**Exercise description**. All pictures are to be skipped; retype only the lines from the top of the entries through the line with "find | black trouser", both included.

**Supplied records**.
***

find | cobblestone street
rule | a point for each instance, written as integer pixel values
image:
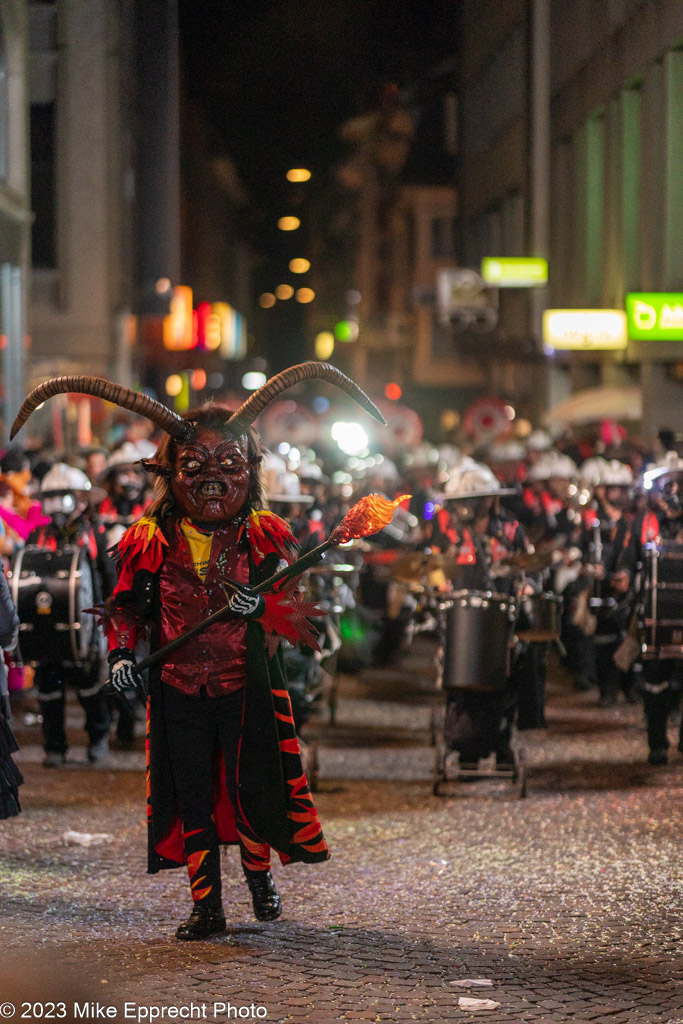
(569, 902)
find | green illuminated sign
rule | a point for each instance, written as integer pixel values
(655, 314)
(514, 271)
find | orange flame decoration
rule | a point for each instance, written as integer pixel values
(368, 516)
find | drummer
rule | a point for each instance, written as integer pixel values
(598, 604)
(549, 500)
(660, 679)
(473, 529)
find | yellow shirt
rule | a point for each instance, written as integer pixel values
(200, 547)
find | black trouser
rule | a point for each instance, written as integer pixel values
(528, 678)
(51, 681)
(660, 700)
(198, 728)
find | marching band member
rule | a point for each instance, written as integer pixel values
(662, 677)
(472, 528)
(600, 609)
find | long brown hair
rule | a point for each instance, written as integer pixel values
(214, 418)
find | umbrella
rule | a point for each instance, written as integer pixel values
(595, 403)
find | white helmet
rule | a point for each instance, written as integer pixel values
(554, 465)
(473, 479)
(62, 477)
(539, 440)
(592, 471)
(617, 474)
(670, 465)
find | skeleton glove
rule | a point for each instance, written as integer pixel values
(122, 676)
(243, 601)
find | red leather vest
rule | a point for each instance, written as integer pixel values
(215, 658)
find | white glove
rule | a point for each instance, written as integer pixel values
(122, 676)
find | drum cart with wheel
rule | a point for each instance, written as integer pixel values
(53, 592)
(477, 632)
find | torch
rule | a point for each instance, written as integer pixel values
(368, 516)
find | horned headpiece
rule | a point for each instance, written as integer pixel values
(176, 426)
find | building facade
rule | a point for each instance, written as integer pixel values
(570, 151)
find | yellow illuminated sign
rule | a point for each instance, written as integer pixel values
(514, 271)
(178, 332)
(585, 330)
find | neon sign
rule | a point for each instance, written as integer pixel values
(655, 314)
(585, 330)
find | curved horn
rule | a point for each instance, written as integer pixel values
(248, 412)
(116, 393)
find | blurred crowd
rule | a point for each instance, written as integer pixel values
(559, 530)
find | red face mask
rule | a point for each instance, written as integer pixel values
(211, 476)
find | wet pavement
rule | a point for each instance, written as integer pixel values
(569, 901)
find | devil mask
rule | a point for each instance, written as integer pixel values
(210, 473)
(211, 476)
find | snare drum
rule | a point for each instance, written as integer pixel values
(541, 619)
(477, 636)
(51, 591)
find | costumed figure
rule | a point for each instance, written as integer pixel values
(224, 764)
(472, 529)
(10, 776)
(126, 482)
(67, 498)
(650, 566)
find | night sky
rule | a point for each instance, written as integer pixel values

***

**Output of the exercise**.
find | cobblestone street
rule | a point for each instance, written as integer pixel values
image:
(569, 902)
find | green illuminated sign
rule | a point for each instance, written as integer pixel values
(655, 314)
(514, 271)
find | orange flame decoration
rule | a point for each instance, written as integer pixel values
(368, 516)
find | drummer
rule | a point for each instance, written as integer pixel values
(598, 604)
(549, 500)
(660, 679)
(473, 529)
find | yellow shirt
rule | a point for each instance, written as integer pixel values
(200, 547)
find | black trouser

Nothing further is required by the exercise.